▸ **Extract provided**
Python Forum
web crawler that retrieves data not stored in source code
Thread Rating:
  • 0 Vote(s) - 0 Average
  • 1
  • 2
  • 3
  • 4
  • 5
web crawler that retrieves data not stored in source code
#11
yeah, i checked the page source and it works just fine; i don't think there's gonna be much variation in there, unless they change the whole layout of the website but in that case it's not just gonna be 1 tag that doesn't match. :D

anyway, now i got the link part, the title part and the ad id part and all i need to do is convert the adid into views.

i'm using the code you guys gave me:

# adid is 18238521
# views is 4
href = 'http://www.publi24.ro/anunturi/imobiliare/de-vanzare/apartamente/garsoniera/anunt/Garsoniera-Sector-1/7b006674706c6156.html'

def get_adid(item_url):
    source_code = requests.get(item_url)

▸ **Raw data**
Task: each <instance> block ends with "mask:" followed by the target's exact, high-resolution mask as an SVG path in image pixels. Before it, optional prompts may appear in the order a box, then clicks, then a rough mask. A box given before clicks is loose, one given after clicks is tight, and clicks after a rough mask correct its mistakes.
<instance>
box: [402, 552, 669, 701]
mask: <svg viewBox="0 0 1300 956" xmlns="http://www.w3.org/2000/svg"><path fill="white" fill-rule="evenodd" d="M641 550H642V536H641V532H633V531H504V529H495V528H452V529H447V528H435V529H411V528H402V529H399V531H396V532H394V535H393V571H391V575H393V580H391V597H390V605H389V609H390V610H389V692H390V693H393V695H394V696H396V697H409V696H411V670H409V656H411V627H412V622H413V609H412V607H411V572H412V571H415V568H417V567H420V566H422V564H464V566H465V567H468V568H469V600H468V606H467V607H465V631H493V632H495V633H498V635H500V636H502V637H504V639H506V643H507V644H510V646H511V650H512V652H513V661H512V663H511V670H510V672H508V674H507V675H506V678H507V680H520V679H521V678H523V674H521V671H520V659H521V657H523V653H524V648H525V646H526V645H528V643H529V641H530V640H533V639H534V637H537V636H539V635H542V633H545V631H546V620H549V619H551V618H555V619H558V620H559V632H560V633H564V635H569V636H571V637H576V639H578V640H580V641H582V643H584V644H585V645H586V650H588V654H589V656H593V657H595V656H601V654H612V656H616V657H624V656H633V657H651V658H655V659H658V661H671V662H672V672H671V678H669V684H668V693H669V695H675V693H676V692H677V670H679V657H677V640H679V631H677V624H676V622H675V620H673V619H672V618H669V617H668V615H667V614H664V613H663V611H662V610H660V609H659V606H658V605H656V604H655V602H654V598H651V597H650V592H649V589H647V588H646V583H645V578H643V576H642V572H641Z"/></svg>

▸ **Assignment**
Write out the forum post between "i'm using the" and "source_code = requests.get(item_url)", inclusive, substituting "page_url" for each "item_url".

▸ **Task response**
i'm using the code you guys gave me:

# adid is 18238521
# views is 4
href = 'http://www.publi24.ro/anunturi/imobiliare/de-vanzare/apartamente/garsoniera/anunt/Garsoniera-Sector-1/7b006674706c6156.html'

def get_adid(page_url):
    source_code = requests.get(page_url)